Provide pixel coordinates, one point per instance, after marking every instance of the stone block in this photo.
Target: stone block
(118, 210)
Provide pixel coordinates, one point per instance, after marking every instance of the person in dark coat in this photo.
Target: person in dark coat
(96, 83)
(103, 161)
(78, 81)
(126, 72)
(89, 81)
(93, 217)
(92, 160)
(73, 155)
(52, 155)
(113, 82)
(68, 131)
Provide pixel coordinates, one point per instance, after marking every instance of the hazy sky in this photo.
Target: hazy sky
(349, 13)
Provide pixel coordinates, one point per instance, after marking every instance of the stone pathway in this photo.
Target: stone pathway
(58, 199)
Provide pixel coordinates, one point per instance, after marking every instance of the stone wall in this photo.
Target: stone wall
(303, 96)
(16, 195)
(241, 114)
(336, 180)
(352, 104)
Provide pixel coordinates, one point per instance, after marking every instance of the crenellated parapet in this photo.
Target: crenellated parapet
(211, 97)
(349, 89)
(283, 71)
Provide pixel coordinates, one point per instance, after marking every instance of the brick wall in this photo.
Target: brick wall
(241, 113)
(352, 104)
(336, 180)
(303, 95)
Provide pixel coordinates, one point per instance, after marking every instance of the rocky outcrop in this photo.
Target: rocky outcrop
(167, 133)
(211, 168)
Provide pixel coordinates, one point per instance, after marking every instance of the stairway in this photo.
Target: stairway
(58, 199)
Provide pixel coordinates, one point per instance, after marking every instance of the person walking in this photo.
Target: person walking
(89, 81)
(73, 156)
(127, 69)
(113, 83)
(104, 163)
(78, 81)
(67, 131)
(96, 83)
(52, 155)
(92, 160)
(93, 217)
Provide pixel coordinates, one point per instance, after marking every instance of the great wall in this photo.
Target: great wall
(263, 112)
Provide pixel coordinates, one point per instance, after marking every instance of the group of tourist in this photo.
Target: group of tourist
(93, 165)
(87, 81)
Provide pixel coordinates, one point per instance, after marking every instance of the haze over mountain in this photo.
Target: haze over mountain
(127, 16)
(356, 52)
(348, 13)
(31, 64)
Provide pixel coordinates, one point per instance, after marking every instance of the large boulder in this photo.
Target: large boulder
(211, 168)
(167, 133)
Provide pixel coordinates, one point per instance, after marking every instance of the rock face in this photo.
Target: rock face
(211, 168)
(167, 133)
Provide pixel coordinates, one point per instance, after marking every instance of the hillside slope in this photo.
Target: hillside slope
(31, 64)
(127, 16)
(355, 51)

::::::::::

Print out all the entries above exactly.

• **Expected output**:
Provide pixel coordinates, one point per instance, after marking every instance of the stone block in this photo.
Target: stone block
(118, 210)
Provide pixel coordinates, one point per instance, after marking every instance of the person in dark coat in this photo.
Target: person in dark coat
(96, 83)
(103, 161)
(78, 81)
(126, 72)
(89, 81)
(93, 217)
(92, 160)
(73, 155)
(52, 155)
(113, 82)
(68, 131)
Provide pixel coordinates, one point per instance, after marking every instance of the hazy sky in this photo.
Target: hazy sky
(349, 13)
Provide pixel coordinates, one point per instance, after marking every instance of the stone pathway in this photo.
Target: stone pathway
(58, 199)
Provide pixel coordinates, one point per instance, after marking every instance of the stone wall in this photo.
Target: stone wall
(303, 96)
(16, 195)
(241, 114)
(336, 180)
(352, 104)
Provide pixel coordinates, one point per instance, after marking every instance of the crenellated parapet in this photo.
Target: crenellated parapet
(211, 97)
(349, 89)
(283, 71)
Provide pixel coordinates, one point per instance, after marking every instance of the brick wall in this photo.
Target: brick wall
(241, 113)
(352, 104)
(336, 180)
(303, 95)
Provide pixel coordinates, one point per instance, after marking every instance of the rocky outcrop in this photo.
Target: rocky outcrop
(167, 133)
(211, 168)
Provide pixel coordinates, one point per instance, after marking every instance of the stairway in this photo.
Target: stairway
(58, 199)
Provide pixel coordinates, one point per instance, after marking every instance of the person walking in this photo.
Target: person walking
(89, 81)
(73, 156)
(127, 69)
(113, 83)
(104, 163)
(78, 81)
(67, 131)
(96, 83)
(52, 155)
(92, 160)
(93, 217)
Provide pixel coordinates, one point per instance, after marking every instance of the great wall in this photo.
Target: great wall
(263, 112)
Provide pixel coordinates, one point per instance, after marking every instance of the group of tourist in this photo.
Target: group of tourist
(93, 165)
(87, 81)
Provide pixel coordinates, one point per instance, after marking every instance of the haze over mountain in this photo.
Target: haze over mountain
(127, 16)
(356, 52)
(348, 13)
(31, 64)
Provide pixel coordinates, one point per instance, after marking every instance of the large boulder in this photo.
Target: large boulder
(211, 168)
(167, 133)
Provide pixel coordinates, one point per instance, after marking every instance of the rock face in this photo.
Target: rock face
(211, 168)
(167, 133)
Provide pixel coordinates, one point per instance, after marking every instance of the hillside slope in this photo.
Target: hillside slope
(31, 64)
(127, 16)
(355, 51)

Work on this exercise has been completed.